Restate the data below word for word, and let no image into your version.

Referring expression data.

#####

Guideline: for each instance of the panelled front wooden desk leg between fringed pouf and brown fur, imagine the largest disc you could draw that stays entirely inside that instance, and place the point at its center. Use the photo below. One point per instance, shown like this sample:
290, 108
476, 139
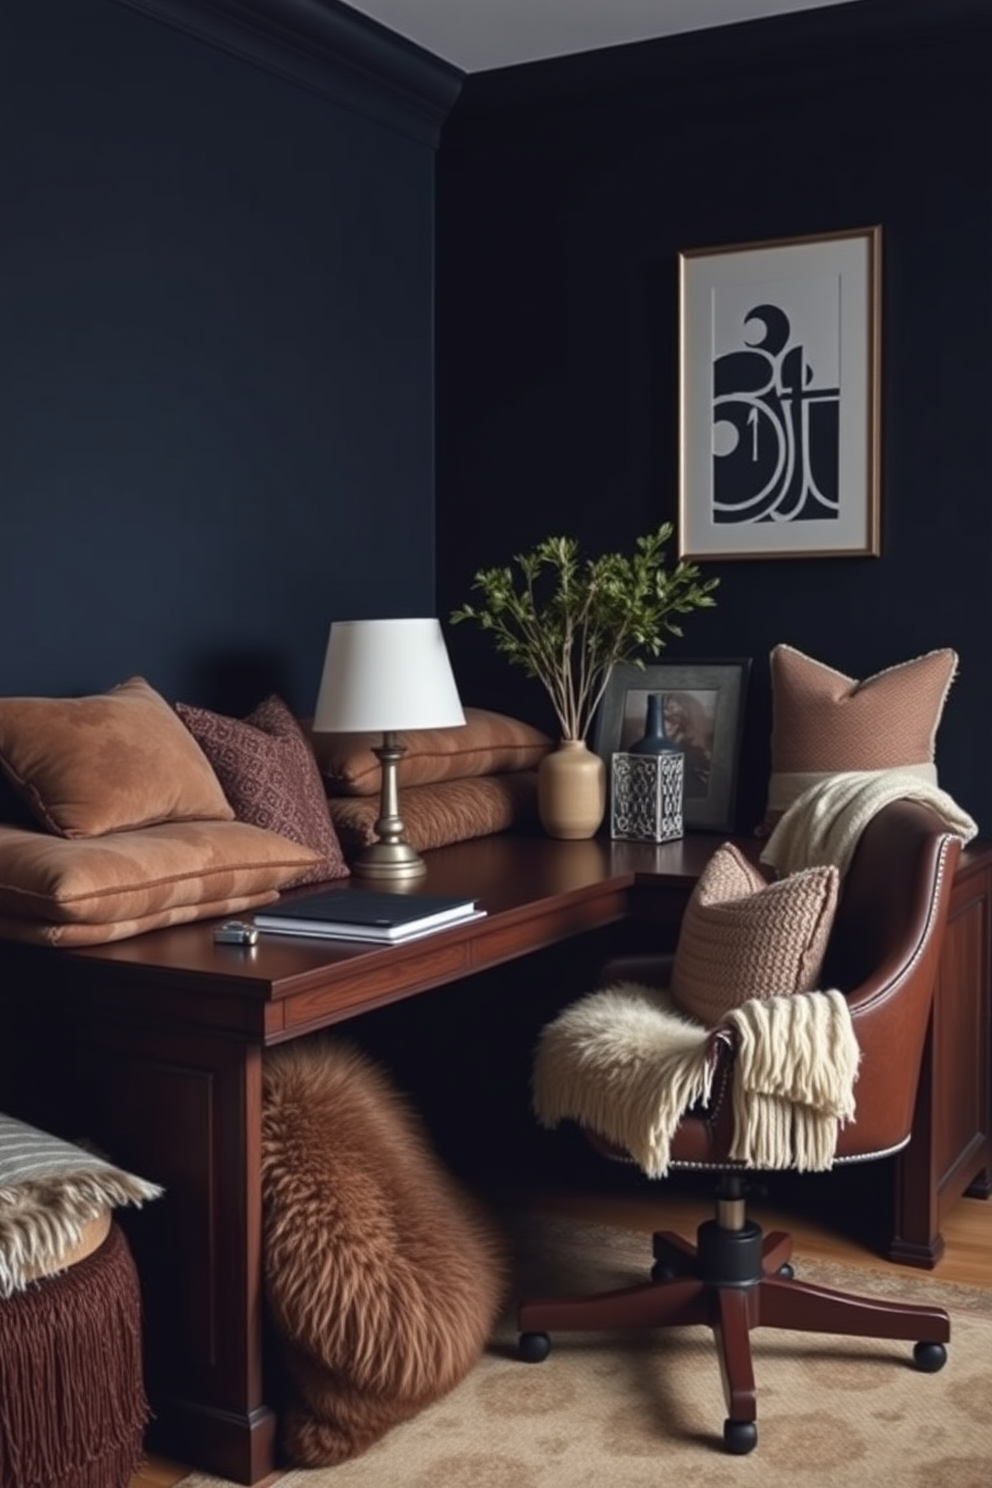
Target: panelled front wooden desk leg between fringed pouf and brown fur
187, 1111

#####

Task output.
Guideline: for each instance of the panelled front wooden desk leg between fringed pouf and brown fur, imagine the largest disc you could draw that stays entirely inside that instance, and place the point at its center. Use the photo below. One point per instance, shown like this sample:
290, 108
476, 139
Target: panelled front wooden desk leg between fringed pouf and brown fur
187, 1111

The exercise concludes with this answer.